Work required:
Answer these from the book review:
(a) How many short stories are in the collection?
(b) Which writer does the review say the stories are reminiscent of?
(c) What other Dark Hall Press release did the reviewer read?

Quoted passage:
####
OVER THE BRIDGE: Short Stories Book 

By Lisamarie Lamb

87 Pages

Dark Hall Press Publishing

Reviewed By Rick Amortis

A collection of sixteen short stories about the eerie, ethereal, macabre and ghastly.

The Plot Thickens: Estranged married couple Julian and Diane have a common, sinister bond after all.

Pretty: Vanity trumps perception in eye of the beholder of one young woman’s view.

Cat Got Your Tongue: Margaret’s bereavement becomes an appetite for ultimate destruction.

Say Cheese: Macabre circumstances develop as a result of purchasing and old camera.

Medicine Man: After a barroom quarrel a native American prescribes enlightenment.

An Average of 41 a Year: A couple’s leap of faith has two sides to the coin.

Tyger Tyger: Maeve’s imagination may be too much for her grandparents to handle.

Travelling West: Janet has an appetite for outlandish, idle chatter.

No Crying Over Spilled Blood: Evelyn discovers there’s often something more ominous at the scene of the crime.

Soft Snowflakes: A tale of lost love for all the seasons.

These are a mere sample of the collection of short stories composed by UK author Lisamarie Lamb. A total of sixteen tales fill the pages within this anthology, providing a little something for everyone’s dark desires. Each excerpt is as equally gripping and compelling as the next.

The author makes it abundantly known her influences in the creative writing process. As a child young Lisamarie would avidly listen in pure enchantment as her parents would recite one chilling story after another. No one can argue she’s done her parents proud as the stories within Over The Bridge are reminiscent of the late great Ray Bradbury with just a hint of a classic Alfred Hitchcock twist.

It’s often my experience as a novel critic that authors, especially of the novice nature, get far too wrapped up in vanity like prose. No question it’s an easy pitfall to get enticed into. Inexperienced writers tend to rely too heavily upon shock value, glitz and glamour, or more aptly in our genre blood and gore. The romance of the story telling process is dramatically compromised as a result and we, as the reader are ultimately dissatisfied as a result.

The author seems to have a keen sense of this getting back to basics and focusing on a good old fashion story-telling. Lamb’s works are best recited before a blazing campfire or perhaps within a remote forest, embedded in a dimly lit tent surrounding by antsy youths. The end result is one in the same, a creepy, scary tale that resonates within the reader long after the fact.

Each of the stories is brief, concise and easily digested. The overall presentation is a mere 87 pages, ideal for an early morning commute, waiting rooms of doctors, dentists or if you so dare, a few minutes prior to slumber. Somehow this critic believes should the latter option be chosen, the bedside lamp should blaze bright in its halogen luminescence until the wee hours of the morning.

I was fortunate enough to read another of Dark Hall Press’s release in Exoskeleton by Shane Sadler. The publisher is a relatively new to the industry. Where they lack in experience they evidently, by far make up for immeasurable talent. I highly anticipate another encounter with such a gifted story telling prowess; a must read for fans of short fiction with unexpected twists and turns.
####
Source data:
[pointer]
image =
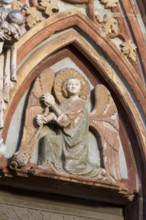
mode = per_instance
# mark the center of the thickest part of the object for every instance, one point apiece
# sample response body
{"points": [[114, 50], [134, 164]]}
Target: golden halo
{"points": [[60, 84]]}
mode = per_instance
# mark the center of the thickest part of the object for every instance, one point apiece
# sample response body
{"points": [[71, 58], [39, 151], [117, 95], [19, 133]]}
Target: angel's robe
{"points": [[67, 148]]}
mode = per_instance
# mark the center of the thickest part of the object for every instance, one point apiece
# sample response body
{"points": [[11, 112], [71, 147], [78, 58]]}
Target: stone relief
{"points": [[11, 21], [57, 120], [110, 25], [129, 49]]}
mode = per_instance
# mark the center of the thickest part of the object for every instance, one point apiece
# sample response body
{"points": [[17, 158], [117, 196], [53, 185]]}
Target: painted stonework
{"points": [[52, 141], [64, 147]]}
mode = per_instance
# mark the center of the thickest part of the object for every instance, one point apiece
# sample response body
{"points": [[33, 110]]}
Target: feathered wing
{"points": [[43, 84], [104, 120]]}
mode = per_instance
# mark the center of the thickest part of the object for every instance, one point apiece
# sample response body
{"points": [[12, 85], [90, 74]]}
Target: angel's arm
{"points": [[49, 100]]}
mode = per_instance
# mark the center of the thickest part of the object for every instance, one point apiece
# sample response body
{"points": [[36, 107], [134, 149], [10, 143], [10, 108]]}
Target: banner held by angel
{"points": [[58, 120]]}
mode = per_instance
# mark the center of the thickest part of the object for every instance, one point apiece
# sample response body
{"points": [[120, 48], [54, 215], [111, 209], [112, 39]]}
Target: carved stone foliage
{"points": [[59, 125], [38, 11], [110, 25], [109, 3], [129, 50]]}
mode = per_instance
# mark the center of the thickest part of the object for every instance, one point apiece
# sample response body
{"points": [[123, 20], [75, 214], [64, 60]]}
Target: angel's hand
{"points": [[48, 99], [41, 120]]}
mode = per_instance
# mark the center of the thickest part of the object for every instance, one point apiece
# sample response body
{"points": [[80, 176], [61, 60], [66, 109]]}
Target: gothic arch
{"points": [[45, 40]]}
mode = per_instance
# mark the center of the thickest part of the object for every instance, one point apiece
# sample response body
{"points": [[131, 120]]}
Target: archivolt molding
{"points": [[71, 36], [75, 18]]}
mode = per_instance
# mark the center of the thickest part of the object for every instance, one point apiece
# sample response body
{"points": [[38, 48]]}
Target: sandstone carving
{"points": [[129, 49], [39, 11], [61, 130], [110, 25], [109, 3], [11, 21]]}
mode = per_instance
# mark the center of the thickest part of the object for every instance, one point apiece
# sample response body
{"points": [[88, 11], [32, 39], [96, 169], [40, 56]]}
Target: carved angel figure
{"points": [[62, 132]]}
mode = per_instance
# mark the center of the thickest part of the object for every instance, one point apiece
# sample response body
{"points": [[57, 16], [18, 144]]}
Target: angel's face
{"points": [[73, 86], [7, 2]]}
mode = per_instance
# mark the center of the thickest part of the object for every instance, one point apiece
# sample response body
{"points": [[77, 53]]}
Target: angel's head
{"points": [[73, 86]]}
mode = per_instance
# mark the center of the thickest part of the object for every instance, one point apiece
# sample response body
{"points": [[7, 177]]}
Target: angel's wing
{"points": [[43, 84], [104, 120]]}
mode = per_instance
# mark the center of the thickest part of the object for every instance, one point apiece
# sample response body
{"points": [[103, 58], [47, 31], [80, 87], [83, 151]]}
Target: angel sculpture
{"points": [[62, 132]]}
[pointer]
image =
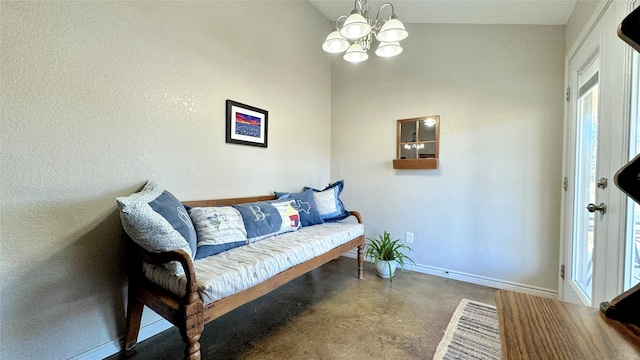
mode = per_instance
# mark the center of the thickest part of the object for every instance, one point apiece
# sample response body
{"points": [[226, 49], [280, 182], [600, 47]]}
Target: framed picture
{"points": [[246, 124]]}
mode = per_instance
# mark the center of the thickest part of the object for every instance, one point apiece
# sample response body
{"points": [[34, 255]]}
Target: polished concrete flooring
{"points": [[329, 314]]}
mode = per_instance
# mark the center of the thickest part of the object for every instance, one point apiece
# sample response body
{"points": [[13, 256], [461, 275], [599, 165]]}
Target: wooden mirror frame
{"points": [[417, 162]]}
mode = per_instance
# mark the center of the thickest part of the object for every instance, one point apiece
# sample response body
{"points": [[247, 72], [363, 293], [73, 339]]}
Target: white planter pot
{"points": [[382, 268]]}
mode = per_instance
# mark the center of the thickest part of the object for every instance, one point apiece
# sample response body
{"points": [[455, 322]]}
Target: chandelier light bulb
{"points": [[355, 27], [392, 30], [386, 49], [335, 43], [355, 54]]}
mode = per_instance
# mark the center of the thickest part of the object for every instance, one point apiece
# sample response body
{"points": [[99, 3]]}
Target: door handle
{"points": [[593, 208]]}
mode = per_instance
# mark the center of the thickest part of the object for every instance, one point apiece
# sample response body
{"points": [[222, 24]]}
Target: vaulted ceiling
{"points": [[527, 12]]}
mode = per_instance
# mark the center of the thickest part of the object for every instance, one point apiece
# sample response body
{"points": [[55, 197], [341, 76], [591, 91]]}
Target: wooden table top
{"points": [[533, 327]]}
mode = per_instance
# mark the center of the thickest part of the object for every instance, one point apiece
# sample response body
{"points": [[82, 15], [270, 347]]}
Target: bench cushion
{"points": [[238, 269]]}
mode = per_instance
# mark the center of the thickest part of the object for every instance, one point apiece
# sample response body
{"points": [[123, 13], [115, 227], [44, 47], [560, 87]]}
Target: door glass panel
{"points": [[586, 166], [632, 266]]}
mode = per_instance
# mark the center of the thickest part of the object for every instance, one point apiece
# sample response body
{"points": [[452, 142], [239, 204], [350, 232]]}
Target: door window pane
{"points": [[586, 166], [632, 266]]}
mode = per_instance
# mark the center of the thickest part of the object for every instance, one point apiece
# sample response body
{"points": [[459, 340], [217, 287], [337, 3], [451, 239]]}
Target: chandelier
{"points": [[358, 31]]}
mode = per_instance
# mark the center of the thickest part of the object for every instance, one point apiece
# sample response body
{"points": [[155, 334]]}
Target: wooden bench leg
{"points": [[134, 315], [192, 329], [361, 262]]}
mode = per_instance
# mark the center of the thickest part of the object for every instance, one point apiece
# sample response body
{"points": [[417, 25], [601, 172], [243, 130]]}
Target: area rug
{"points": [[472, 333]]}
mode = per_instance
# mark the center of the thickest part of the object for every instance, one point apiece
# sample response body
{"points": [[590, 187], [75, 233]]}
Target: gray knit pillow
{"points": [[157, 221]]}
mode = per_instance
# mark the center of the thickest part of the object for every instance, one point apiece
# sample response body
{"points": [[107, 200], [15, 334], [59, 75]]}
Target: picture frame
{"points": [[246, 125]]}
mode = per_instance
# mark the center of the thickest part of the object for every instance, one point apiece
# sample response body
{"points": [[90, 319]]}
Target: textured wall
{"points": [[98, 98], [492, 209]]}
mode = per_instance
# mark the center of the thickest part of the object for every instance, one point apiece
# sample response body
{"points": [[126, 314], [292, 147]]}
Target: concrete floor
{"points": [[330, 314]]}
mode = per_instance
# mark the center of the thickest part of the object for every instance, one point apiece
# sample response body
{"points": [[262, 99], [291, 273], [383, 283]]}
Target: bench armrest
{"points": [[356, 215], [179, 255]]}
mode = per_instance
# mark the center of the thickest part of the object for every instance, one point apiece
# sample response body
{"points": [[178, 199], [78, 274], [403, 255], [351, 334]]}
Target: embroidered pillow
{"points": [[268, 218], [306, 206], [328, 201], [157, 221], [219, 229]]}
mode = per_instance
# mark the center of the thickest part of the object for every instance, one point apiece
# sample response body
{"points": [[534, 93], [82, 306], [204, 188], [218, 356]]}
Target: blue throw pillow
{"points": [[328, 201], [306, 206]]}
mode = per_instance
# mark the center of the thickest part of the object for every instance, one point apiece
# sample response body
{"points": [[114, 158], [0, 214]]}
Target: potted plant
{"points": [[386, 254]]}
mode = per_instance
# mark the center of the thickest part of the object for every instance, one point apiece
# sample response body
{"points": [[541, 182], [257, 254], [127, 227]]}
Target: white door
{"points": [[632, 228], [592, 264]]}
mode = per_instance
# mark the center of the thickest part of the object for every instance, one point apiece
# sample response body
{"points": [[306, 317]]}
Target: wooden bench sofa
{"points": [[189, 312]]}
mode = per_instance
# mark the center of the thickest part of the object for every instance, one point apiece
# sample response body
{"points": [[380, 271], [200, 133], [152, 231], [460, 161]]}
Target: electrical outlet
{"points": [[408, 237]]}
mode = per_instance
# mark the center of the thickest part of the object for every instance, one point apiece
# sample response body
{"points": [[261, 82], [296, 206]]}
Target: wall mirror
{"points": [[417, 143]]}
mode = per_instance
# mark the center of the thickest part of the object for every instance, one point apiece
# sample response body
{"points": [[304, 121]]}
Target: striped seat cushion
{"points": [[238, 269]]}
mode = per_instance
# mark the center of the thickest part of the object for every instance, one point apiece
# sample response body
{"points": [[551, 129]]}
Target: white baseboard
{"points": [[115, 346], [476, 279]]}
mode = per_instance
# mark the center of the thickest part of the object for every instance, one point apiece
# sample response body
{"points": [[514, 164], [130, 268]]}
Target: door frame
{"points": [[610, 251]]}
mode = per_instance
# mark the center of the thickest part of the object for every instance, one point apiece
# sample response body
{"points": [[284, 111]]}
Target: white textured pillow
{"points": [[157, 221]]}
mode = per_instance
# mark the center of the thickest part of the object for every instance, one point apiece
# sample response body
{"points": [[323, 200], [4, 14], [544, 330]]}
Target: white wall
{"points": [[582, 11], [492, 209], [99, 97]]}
####
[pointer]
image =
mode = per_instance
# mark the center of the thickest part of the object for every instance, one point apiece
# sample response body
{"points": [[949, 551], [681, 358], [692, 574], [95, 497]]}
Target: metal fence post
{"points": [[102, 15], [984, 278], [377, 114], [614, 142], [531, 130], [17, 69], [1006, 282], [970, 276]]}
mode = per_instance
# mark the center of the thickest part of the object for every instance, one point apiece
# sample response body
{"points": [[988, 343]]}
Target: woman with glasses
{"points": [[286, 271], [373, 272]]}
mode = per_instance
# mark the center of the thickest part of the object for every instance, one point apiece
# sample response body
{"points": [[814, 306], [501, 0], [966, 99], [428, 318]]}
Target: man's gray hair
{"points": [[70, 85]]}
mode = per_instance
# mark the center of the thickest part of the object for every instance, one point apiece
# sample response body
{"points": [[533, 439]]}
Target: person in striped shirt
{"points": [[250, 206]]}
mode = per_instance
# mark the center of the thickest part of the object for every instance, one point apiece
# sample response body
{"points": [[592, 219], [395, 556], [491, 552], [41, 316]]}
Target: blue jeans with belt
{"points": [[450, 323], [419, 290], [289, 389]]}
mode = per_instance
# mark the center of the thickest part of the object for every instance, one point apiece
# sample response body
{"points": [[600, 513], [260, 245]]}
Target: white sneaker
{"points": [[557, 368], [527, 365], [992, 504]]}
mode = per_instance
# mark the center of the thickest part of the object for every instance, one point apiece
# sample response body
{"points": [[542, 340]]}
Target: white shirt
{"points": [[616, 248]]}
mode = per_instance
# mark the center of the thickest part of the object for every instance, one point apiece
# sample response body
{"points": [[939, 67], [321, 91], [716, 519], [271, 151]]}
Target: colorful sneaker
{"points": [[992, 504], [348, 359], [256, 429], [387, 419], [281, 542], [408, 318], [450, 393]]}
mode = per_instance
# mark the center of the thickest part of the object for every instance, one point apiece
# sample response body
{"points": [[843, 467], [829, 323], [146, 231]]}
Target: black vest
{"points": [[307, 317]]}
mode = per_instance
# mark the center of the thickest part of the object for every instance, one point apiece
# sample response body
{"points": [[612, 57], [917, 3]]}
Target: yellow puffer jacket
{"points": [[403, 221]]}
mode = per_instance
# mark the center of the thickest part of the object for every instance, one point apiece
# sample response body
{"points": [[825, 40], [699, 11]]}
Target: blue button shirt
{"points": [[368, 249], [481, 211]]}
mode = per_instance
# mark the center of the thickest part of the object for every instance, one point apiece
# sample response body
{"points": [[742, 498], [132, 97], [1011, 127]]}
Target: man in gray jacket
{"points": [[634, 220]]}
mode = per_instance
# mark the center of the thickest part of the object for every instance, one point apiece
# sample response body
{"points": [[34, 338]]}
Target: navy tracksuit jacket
####
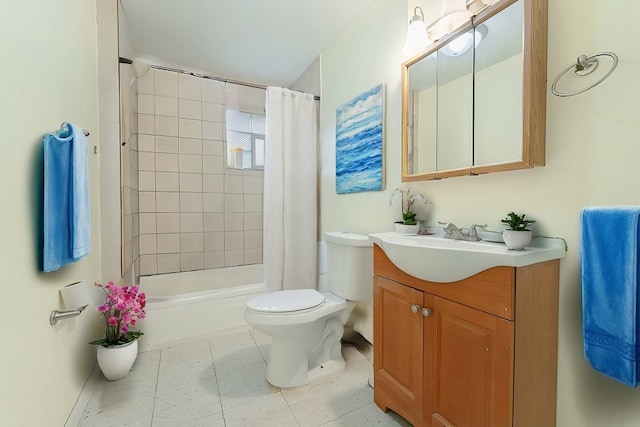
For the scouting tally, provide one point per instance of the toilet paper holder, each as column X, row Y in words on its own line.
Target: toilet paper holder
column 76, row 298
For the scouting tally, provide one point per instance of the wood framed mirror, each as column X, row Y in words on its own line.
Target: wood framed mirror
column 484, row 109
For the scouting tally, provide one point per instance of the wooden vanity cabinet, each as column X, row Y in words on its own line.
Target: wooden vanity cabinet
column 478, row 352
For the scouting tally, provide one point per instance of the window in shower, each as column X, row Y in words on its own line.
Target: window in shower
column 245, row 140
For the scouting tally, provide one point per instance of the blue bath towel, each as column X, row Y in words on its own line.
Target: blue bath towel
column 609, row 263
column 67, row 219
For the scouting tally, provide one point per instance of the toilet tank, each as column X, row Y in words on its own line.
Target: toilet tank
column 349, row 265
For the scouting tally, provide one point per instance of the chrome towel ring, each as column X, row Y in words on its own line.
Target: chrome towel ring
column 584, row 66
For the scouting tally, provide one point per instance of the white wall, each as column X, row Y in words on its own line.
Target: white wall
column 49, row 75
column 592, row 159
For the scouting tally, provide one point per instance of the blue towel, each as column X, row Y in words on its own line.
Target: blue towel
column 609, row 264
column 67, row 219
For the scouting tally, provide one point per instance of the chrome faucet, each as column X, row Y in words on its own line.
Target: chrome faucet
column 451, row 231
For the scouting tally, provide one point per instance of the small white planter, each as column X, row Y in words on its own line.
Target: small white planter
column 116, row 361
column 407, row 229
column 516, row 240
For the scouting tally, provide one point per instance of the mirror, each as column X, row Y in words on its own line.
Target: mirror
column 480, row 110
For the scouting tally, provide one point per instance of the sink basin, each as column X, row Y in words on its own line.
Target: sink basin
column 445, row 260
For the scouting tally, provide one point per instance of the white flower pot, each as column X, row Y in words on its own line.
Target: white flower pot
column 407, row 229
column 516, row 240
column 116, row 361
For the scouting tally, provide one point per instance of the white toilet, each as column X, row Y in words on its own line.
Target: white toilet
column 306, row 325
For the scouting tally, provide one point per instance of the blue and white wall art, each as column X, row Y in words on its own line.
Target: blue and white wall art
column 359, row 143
####
Solution to the exercise:
(a) Sixteen.
(b) Ray Bradbury.
(c) Exoskeleton by Shane Sadler.